◆ **WHAT IS ASKED**: Which lines in the material below contain the word "boat"? Locate each one and copy it in full.

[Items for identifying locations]
────────────────────

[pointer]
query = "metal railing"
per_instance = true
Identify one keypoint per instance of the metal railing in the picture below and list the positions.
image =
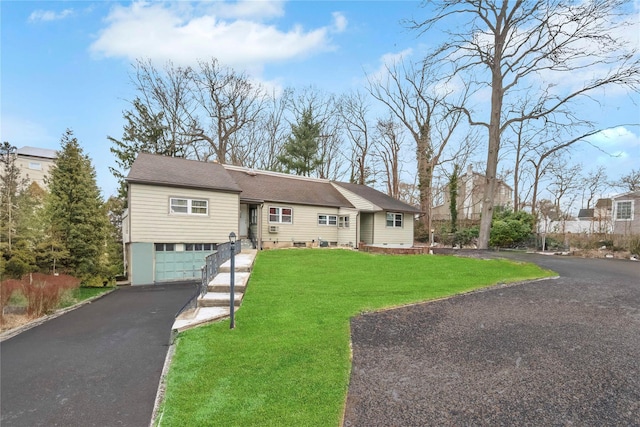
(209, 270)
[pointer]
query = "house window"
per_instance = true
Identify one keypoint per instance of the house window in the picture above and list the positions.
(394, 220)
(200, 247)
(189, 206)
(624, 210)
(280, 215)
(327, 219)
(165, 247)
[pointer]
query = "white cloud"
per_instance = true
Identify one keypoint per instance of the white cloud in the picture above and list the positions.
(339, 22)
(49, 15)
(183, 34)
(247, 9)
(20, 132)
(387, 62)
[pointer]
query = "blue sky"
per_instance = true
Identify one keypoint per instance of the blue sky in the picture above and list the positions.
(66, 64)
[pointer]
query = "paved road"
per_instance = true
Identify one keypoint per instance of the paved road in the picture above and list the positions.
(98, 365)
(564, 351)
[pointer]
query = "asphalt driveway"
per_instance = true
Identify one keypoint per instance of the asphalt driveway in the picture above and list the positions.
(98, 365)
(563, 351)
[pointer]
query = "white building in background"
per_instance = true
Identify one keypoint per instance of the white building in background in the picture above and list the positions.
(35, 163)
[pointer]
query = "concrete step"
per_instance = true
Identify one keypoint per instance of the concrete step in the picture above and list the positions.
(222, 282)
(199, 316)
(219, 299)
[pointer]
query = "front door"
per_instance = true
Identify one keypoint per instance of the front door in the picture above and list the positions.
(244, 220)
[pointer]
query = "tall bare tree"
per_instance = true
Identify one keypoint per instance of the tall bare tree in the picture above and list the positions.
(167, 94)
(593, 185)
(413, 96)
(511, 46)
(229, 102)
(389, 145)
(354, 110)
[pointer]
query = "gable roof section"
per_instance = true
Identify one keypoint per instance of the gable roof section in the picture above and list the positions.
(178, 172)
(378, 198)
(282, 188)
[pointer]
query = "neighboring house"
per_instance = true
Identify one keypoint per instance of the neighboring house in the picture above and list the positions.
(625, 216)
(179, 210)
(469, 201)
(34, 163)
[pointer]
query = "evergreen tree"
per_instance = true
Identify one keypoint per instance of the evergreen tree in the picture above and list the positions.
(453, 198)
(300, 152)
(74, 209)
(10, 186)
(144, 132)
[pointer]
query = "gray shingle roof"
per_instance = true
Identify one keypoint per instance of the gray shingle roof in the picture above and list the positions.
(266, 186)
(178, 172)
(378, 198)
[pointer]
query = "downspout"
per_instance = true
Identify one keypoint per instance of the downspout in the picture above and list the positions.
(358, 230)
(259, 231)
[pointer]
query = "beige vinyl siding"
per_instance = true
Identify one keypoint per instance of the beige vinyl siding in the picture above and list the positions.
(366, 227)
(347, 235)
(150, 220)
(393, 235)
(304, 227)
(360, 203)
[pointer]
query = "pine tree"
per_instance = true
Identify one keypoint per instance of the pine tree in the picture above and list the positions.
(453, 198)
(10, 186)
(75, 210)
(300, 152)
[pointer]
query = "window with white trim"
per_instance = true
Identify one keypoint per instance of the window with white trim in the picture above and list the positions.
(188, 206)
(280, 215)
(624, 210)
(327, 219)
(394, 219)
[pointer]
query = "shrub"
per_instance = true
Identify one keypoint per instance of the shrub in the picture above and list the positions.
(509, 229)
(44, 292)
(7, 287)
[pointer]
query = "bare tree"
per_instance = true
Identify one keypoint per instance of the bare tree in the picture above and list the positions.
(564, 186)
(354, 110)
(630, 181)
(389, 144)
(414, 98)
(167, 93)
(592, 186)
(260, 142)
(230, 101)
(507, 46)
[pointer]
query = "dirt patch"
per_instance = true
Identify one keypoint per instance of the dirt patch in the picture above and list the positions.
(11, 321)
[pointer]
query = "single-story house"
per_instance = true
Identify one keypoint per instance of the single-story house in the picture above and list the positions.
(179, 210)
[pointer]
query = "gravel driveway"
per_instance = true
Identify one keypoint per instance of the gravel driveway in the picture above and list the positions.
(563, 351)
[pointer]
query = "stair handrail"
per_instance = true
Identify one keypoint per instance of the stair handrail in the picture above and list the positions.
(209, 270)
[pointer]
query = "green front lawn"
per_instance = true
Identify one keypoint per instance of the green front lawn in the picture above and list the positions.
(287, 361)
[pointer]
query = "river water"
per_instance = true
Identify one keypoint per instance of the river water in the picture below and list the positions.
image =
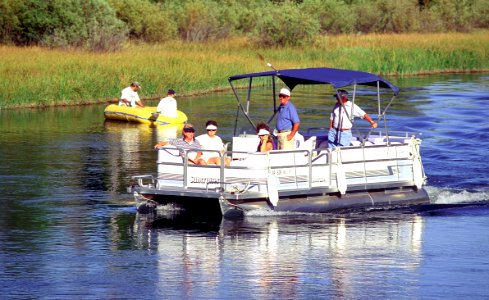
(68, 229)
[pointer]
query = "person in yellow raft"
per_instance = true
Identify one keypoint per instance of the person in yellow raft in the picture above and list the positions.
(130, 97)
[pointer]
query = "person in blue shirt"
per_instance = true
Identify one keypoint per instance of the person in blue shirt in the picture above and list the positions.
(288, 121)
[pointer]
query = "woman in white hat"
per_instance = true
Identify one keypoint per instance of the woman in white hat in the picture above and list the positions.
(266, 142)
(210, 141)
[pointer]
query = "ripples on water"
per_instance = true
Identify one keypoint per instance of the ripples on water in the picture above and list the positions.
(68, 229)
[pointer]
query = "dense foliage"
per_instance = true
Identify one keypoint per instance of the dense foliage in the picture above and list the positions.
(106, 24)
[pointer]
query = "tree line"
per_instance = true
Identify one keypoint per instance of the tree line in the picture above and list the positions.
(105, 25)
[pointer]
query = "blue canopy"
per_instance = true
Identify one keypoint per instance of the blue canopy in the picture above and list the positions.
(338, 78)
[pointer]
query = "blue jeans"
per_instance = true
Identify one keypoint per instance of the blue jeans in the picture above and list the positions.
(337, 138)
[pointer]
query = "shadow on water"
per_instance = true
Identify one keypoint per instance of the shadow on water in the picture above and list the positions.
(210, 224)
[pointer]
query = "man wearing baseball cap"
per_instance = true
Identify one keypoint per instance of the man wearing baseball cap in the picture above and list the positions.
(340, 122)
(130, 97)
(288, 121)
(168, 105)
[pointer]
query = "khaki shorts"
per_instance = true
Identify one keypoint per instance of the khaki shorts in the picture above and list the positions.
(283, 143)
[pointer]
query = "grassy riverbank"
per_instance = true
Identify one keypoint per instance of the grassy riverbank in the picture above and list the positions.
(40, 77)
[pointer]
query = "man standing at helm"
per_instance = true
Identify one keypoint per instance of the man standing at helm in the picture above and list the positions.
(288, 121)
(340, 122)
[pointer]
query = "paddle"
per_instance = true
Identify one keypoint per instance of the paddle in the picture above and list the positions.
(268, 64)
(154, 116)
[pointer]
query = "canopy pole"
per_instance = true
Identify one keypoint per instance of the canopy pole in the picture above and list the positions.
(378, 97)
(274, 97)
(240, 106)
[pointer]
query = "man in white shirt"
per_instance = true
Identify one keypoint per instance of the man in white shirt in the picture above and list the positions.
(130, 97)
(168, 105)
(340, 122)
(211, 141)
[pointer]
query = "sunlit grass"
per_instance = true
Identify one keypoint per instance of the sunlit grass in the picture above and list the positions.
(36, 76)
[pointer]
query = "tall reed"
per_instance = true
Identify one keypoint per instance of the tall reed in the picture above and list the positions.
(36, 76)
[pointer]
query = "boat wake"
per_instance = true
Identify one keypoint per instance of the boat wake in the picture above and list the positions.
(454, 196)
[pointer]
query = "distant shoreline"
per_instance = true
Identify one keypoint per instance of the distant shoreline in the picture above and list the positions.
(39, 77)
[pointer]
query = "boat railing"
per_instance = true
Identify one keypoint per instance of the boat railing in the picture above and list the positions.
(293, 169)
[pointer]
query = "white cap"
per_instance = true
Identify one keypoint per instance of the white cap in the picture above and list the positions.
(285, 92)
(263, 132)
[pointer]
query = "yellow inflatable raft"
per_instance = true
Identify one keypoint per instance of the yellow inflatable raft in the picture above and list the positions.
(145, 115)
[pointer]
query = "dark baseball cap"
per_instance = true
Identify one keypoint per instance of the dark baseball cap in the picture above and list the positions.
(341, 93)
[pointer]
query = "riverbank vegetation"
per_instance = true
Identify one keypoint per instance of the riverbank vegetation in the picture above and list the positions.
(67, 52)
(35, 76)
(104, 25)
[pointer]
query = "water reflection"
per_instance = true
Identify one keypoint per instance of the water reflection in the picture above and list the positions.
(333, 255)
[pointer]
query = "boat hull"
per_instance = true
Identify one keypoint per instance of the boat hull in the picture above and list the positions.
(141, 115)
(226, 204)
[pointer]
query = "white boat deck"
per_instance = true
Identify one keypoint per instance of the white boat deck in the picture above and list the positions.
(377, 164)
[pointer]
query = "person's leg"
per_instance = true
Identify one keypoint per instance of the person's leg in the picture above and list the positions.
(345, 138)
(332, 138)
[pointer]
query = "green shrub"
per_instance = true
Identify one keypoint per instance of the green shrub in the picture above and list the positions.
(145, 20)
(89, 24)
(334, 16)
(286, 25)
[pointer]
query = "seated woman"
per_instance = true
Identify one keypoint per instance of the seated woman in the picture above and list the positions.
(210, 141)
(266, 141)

────────────────────

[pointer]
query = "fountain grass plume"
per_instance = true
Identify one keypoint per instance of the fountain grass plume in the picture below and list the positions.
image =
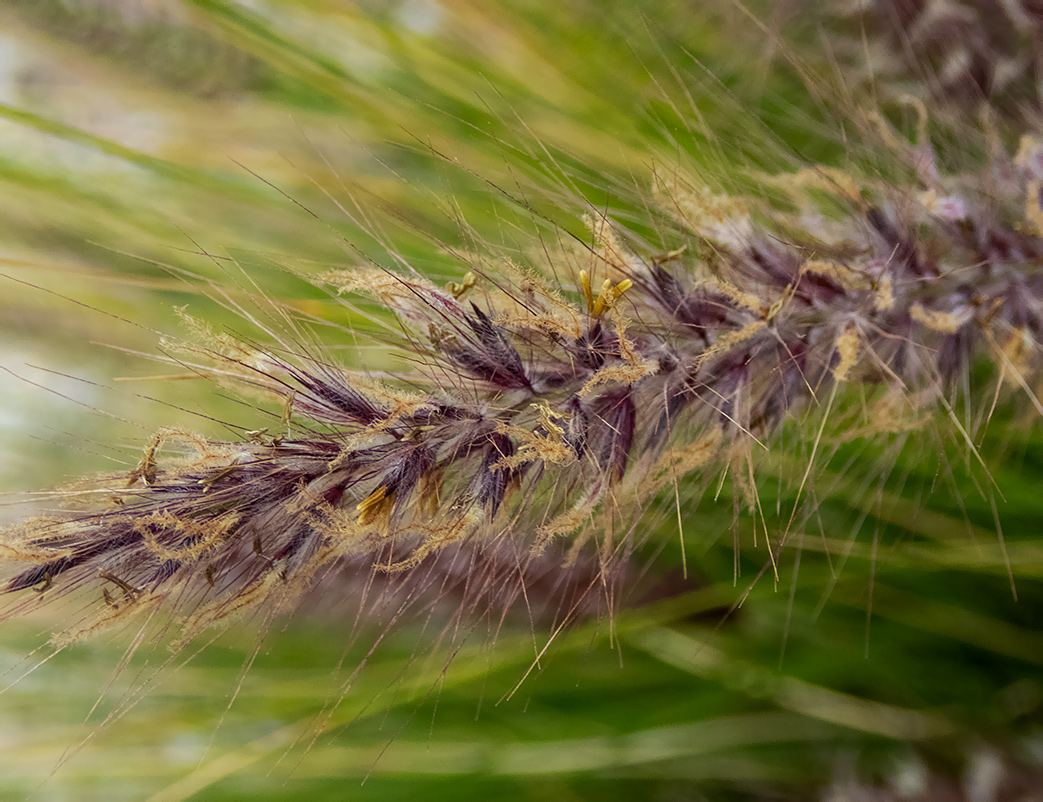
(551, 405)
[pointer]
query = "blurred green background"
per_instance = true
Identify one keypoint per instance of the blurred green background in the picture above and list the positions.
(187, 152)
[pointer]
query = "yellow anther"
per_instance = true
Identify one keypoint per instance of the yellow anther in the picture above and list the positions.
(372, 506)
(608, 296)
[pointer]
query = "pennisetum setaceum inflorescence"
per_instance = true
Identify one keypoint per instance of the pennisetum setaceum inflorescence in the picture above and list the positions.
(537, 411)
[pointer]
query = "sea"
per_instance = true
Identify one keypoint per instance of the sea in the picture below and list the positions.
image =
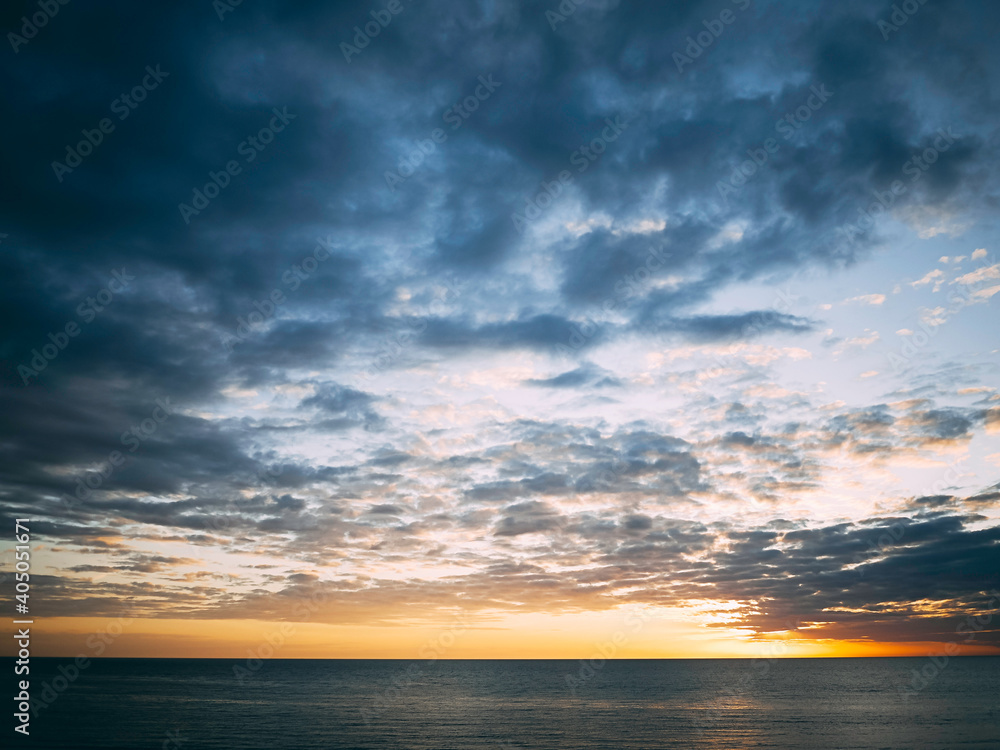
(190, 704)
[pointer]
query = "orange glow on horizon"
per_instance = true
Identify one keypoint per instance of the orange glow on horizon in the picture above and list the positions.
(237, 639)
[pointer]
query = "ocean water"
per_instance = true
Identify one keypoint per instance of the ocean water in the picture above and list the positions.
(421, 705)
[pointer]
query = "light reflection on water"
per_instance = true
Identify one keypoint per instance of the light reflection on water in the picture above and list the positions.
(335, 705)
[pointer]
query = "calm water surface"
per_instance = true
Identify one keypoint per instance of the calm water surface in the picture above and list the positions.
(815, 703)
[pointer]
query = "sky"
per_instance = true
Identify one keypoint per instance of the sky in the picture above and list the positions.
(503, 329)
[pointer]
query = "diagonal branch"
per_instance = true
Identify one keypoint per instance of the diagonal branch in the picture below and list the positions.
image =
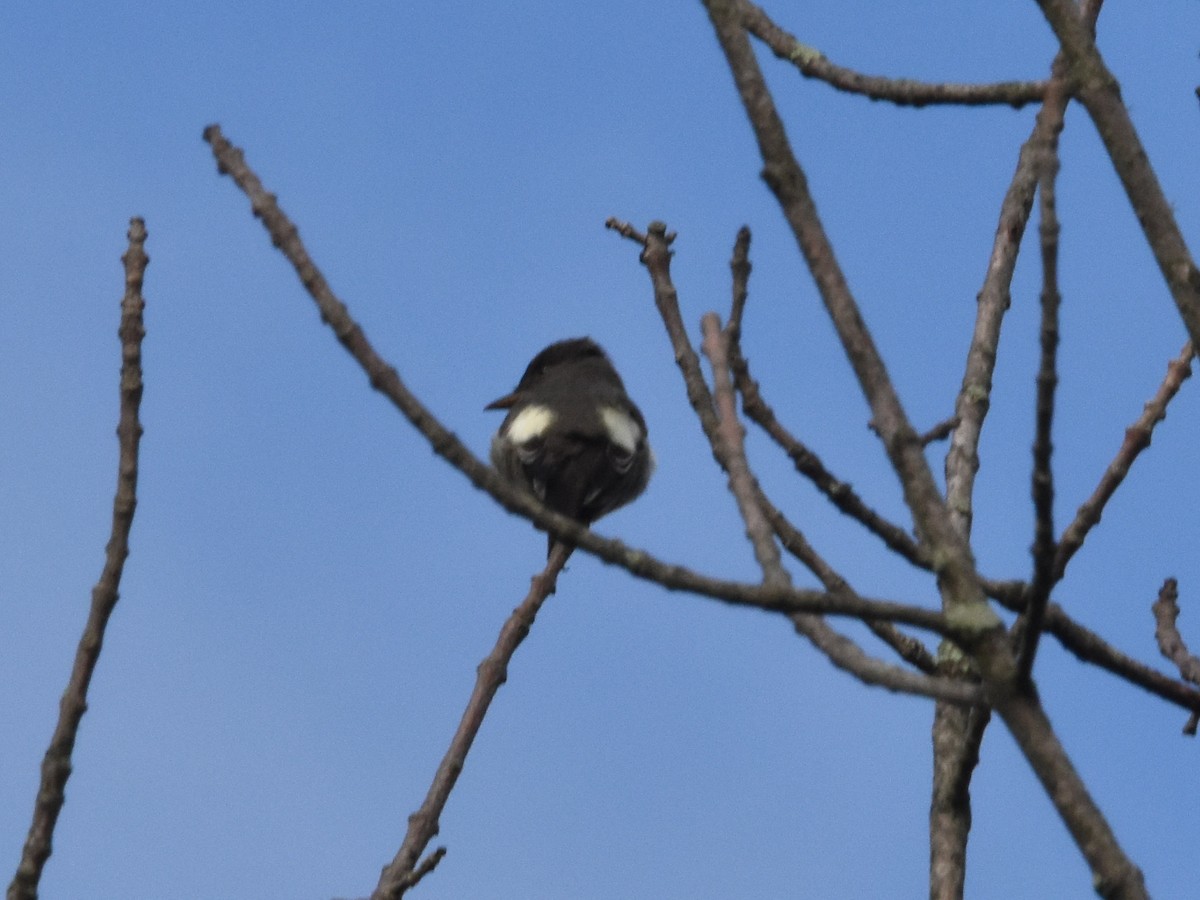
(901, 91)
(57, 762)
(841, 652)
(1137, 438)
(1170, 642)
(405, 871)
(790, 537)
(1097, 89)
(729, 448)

────────────────────

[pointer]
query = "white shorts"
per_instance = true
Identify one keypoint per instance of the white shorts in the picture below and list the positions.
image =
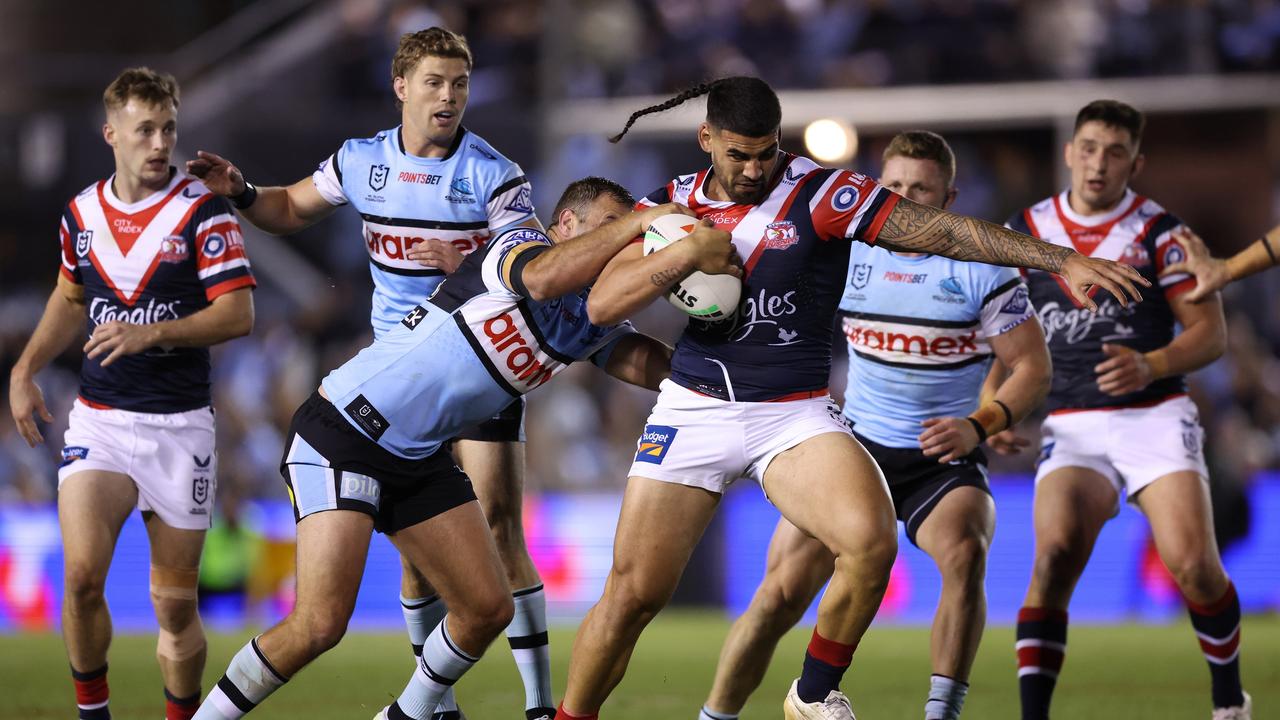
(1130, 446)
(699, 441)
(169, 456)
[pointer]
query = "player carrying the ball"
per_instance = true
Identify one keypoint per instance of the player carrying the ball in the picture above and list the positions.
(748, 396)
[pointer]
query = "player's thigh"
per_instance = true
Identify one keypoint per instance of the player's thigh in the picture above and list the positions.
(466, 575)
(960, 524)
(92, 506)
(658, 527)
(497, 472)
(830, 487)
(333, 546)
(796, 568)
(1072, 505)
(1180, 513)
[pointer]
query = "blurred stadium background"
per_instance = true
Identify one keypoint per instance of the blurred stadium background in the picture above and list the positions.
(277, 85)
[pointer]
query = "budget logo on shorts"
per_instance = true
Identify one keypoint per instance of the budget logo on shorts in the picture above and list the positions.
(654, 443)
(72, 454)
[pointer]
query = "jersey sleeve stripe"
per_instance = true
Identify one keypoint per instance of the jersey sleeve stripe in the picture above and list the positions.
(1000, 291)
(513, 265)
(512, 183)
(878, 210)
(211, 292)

────────────────────

◆ **SOLUTION TO THE PROBLEM**:
query = "boat wake"
Identify one keypoint per instance of the boat wake in the picture above and list the positions.
query = "boat railing"
Identify one keypoint per instance of the boat railing in the picture above and list the positions.
query = "boat hull"
Identify one keypoint per instance of the boat hull in the picture above and list the positions.
query = "white boat deck"
Identify one keypoint per instance of the white boat deck in the picture above and list the positions.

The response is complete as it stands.